- _Exercise goal_
Copy out the final stretch of the listing: the line that contains "Labeling rule: each instance of the horse's ear" and all lines after it, exactly as they appear.

# start of Provided material

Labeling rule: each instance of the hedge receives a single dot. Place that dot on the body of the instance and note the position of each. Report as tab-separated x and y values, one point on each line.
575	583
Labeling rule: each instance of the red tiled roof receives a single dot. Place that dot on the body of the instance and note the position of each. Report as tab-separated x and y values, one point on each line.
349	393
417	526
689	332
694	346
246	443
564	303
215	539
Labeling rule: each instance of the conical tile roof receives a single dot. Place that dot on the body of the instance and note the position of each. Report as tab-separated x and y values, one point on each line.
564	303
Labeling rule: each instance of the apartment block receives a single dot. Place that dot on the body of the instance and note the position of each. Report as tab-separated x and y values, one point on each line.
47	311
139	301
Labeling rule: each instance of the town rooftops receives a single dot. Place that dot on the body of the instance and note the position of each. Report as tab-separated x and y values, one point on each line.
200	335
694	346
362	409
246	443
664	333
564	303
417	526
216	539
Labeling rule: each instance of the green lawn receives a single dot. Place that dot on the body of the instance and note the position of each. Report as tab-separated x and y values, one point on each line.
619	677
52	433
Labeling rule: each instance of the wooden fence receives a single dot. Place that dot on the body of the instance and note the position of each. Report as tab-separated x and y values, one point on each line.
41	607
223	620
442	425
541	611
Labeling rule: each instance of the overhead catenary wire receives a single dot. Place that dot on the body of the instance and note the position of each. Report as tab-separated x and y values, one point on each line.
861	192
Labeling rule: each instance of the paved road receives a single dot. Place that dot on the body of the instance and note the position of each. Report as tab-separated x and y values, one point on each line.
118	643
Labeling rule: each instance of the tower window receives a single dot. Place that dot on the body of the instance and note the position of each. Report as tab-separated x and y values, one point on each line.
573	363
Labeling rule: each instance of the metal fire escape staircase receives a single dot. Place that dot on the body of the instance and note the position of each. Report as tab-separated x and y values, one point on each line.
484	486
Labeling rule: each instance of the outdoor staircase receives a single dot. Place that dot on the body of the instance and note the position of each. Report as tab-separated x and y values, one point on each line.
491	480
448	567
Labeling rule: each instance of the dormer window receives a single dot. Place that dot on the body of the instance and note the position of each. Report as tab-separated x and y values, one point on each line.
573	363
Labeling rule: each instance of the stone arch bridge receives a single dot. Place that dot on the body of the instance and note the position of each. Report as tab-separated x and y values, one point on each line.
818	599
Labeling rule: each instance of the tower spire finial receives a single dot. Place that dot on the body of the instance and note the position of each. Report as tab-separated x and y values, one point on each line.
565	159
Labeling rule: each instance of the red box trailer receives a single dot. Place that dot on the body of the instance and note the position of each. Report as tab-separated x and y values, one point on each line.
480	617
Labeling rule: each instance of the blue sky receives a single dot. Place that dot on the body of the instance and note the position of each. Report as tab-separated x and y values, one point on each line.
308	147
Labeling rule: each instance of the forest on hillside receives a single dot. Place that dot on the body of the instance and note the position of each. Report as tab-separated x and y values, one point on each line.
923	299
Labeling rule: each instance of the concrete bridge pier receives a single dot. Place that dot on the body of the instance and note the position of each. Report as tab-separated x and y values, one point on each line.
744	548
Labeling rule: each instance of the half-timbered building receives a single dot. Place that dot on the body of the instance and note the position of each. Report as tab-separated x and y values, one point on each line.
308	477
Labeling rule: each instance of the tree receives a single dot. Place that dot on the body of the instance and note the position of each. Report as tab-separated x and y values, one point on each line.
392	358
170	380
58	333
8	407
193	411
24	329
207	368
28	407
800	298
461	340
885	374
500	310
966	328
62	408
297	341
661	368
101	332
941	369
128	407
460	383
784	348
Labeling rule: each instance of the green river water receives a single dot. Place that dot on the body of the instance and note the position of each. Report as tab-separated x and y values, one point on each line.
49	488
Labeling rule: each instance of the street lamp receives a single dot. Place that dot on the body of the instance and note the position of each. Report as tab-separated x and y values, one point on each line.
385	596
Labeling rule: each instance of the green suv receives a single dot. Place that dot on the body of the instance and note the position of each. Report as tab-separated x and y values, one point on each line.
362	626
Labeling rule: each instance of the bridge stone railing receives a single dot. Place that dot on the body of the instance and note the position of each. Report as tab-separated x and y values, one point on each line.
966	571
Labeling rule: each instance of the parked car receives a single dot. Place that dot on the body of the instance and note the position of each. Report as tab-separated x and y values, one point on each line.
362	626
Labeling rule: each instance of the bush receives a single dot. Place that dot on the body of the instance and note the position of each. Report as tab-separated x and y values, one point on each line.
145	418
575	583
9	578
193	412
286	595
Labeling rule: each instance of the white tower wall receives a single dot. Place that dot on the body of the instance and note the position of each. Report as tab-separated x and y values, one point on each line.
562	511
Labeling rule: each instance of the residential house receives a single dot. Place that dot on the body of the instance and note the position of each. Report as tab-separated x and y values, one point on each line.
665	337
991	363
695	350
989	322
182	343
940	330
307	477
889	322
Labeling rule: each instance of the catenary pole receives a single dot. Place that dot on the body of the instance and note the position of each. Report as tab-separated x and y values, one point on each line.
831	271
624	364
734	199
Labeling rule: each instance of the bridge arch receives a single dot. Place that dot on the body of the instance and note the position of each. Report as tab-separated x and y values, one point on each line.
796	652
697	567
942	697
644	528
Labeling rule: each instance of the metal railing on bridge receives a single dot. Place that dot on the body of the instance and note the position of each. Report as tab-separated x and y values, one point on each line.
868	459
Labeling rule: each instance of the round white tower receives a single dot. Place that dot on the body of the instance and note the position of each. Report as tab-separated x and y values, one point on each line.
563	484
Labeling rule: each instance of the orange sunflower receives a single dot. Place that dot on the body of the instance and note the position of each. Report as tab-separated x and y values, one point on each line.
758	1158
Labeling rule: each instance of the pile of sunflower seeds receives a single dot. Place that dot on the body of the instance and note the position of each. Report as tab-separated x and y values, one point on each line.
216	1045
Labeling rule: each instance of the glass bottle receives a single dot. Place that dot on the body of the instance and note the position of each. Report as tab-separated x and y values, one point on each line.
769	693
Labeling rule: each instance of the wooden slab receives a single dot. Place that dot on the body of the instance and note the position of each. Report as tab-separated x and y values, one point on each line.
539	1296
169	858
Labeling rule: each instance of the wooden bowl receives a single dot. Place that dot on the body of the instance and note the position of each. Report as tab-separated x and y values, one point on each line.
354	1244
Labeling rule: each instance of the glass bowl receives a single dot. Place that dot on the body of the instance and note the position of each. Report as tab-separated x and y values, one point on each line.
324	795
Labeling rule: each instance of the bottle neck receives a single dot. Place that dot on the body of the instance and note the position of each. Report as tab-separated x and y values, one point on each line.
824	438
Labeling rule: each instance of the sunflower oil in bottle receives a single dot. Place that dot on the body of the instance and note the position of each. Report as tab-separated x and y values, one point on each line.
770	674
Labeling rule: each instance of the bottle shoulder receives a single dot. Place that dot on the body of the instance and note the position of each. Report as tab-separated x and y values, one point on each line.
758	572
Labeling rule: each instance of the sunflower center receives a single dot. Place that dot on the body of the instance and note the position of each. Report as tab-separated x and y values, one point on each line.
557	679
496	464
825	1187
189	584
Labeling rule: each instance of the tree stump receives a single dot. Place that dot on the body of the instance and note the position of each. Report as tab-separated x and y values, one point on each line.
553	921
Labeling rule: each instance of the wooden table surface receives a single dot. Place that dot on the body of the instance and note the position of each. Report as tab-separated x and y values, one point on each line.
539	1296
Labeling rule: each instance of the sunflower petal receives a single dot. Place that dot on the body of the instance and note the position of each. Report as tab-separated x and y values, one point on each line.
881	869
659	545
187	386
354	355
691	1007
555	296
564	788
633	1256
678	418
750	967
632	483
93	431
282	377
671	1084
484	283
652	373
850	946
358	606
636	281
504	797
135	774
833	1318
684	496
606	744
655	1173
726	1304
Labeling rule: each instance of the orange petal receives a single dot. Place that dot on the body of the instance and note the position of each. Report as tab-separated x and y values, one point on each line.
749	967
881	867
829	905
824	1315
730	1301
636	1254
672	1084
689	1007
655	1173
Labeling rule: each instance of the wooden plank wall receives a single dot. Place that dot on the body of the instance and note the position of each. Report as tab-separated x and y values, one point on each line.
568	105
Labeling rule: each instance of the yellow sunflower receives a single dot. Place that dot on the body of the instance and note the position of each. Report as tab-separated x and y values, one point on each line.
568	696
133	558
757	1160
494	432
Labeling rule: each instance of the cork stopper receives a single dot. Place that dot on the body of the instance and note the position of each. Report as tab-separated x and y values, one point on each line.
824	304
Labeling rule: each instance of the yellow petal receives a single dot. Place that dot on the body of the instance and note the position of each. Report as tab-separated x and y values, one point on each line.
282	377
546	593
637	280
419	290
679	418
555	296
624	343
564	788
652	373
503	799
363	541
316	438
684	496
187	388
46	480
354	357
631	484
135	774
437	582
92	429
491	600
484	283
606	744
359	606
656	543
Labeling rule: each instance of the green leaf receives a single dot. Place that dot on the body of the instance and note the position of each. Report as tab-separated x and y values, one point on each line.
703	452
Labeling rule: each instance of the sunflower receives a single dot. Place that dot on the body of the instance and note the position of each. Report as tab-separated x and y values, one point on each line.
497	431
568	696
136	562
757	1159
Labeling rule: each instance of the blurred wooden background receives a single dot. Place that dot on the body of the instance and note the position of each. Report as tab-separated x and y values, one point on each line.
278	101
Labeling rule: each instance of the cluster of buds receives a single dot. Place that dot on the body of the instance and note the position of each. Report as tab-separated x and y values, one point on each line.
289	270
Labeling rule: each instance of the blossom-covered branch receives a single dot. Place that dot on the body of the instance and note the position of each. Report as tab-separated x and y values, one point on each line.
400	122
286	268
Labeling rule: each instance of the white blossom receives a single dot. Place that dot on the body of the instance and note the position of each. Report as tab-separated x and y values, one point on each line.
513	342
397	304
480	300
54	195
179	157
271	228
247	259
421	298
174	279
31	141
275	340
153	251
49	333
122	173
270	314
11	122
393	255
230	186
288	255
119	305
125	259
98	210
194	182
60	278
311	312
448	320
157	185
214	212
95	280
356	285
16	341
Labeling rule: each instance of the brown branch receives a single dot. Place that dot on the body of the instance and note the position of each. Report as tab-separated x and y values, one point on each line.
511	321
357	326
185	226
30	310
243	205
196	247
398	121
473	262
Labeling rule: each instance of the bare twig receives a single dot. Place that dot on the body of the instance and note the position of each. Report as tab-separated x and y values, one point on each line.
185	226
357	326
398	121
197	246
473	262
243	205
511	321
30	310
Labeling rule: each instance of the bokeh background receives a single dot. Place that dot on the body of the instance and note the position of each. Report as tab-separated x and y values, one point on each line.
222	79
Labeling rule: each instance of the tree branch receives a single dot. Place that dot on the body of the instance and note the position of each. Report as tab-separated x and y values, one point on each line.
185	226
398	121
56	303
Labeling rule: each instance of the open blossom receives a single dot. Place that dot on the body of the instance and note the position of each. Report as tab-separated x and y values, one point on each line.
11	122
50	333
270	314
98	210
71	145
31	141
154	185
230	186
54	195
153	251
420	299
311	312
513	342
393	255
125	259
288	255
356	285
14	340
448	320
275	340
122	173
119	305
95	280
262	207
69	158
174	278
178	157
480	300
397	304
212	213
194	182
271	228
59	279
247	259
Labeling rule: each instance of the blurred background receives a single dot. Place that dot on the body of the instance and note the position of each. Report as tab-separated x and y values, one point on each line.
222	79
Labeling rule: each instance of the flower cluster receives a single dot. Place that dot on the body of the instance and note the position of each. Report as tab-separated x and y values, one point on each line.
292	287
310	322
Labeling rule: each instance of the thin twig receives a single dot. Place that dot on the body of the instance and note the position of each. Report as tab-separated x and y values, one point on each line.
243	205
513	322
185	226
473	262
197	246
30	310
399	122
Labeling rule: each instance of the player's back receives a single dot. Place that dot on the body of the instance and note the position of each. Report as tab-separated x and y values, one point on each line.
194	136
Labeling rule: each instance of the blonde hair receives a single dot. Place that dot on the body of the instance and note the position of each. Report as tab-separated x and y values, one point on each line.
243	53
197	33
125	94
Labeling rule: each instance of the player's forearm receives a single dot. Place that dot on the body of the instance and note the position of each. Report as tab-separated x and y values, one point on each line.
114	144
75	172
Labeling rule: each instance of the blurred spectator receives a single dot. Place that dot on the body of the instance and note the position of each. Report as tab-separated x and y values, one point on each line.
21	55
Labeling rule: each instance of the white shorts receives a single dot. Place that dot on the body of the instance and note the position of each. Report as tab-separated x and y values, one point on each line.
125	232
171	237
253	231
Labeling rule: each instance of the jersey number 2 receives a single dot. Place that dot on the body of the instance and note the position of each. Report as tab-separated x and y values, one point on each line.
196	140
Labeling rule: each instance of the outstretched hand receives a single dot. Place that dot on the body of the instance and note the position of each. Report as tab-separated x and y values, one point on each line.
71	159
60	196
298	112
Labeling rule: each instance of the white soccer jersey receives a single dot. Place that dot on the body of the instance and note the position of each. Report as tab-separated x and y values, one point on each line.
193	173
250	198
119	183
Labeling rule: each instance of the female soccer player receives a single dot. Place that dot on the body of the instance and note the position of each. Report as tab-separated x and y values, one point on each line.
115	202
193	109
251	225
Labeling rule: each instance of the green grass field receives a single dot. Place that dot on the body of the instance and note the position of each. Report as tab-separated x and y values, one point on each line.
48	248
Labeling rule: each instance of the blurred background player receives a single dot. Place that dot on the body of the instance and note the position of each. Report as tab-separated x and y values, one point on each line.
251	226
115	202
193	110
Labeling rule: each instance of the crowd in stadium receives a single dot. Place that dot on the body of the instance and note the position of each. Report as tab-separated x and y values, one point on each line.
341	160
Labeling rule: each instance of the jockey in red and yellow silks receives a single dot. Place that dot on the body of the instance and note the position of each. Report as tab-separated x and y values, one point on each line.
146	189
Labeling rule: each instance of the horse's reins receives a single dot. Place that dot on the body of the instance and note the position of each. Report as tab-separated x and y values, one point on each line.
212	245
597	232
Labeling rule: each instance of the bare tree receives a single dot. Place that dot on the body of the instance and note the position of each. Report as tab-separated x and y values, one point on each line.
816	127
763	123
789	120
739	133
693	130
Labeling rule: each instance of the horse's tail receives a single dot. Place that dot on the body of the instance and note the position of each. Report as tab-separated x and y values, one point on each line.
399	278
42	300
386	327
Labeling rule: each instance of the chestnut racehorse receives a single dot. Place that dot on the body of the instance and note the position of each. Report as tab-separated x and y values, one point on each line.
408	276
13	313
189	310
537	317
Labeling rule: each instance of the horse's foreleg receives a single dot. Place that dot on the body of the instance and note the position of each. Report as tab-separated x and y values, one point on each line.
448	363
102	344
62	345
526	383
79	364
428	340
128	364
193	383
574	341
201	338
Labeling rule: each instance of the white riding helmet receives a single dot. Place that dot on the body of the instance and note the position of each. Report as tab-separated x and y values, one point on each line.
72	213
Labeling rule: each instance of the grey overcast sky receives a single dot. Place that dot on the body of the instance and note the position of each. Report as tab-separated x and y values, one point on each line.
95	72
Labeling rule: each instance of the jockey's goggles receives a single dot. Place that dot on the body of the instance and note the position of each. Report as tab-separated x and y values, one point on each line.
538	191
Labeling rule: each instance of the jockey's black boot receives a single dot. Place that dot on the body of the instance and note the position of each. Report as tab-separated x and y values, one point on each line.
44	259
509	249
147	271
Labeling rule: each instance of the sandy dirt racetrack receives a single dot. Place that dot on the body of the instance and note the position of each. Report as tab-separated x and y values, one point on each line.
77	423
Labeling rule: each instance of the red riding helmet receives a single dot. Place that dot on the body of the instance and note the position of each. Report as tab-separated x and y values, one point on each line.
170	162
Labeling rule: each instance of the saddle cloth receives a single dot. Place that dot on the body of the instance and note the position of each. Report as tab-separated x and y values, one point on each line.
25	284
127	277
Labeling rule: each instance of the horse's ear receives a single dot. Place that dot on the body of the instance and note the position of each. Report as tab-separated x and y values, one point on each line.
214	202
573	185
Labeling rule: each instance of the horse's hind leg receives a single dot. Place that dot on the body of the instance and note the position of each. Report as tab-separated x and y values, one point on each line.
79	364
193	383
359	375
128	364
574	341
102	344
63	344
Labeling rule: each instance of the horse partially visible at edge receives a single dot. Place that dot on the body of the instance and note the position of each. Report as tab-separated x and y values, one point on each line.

# end of Provided material

- _Finished task_
Labeling rule: each instance of the horse's ear receives a single dot. Place that dot on the body of the instance and note the position of each. Report as tab-separated x and y values, one point on each line.
214	202
573	185
Labeling rule: each instance of the horse's hind leg receives a single dot. Place that dot on the body of the instance and note the position of each. Report as tab-separated x and y values, one point on each line.
79	364
193	383
359	375
128	364
574	341
102	344
63	344
Labeling rule: each instance of the horse partially visible at edge receives a single dot. Place that dot on the body of the instance and note the position of each. Report as tab-separated x and y values, one point on each line.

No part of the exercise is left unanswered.